_Required action 1_
Retype the tax-deadline article word for word, starting at "Today — October" and ending at "are very different.".
_Required action 2_
Answer these questions about the tax-deadline article:
(a) In March, to what date was the April 15 filing deadline extended?
(b) Until what date can tax filers who live abroad get their own extension?
(c) How much liquidity did Mnuchin say the first three-month delay injected into the economy?

Today — October 15 — marks a tax-filing deadline for many people every year who have been granted extensions, but this year's rules and dynamics are very different.
Why it matters: The IRS was closed for months as a result of COVID-19, which meant that a lot of refunds got delayed, a lot of tax payments didn't get processed, and a lot of taxpayers (and accountants) got put on perma-hold or disconnected when they called to ask questions.
Where it stands: In March, the "Service" (as tax insiders call it) extended the April 15 filing deadline to July 15.
- From there, people were allowed to apply for an extension to Oct. 15, which some taxpayers routinely do anyway. (Tax filers who live abroad can get their own extension until Dec. 15.)
- Treasury Secretary Steven Mnuchin said in June that he was considering a second extension in light of the ongoing pandemic, but ultimately opted against it.
- Per Bloomberg Tax: "A second delay would be akin to the IRS giving an interest-free loan to individuals and companies that owe the government money. Mnuchin said the first three-month delay injected about $300 billion of liquidity into the economy."
What they're saying: "It's the tax season that never ended," Ryan L. Losi, executive vice president of the boutique, high-end accounting firm PIASCIK, tells Axios.

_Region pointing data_
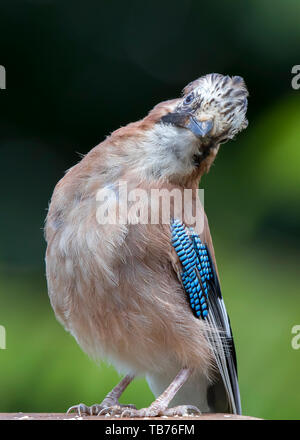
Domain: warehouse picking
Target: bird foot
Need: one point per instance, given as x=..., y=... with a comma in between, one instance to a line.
x=160, y=410
x=108, y=406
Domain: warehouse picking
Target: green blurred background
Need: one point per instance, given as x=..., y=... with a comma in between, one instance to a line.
x=77, y=71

_Exercise response 1_
Today — October 15 — marks a tax-filing deadline for many people every year who have been granted extensions, but this year's rules and dynamics are very different.

_Exercise response 2_
(a) July 15
(b) Dec. 15
(c) About $300 billion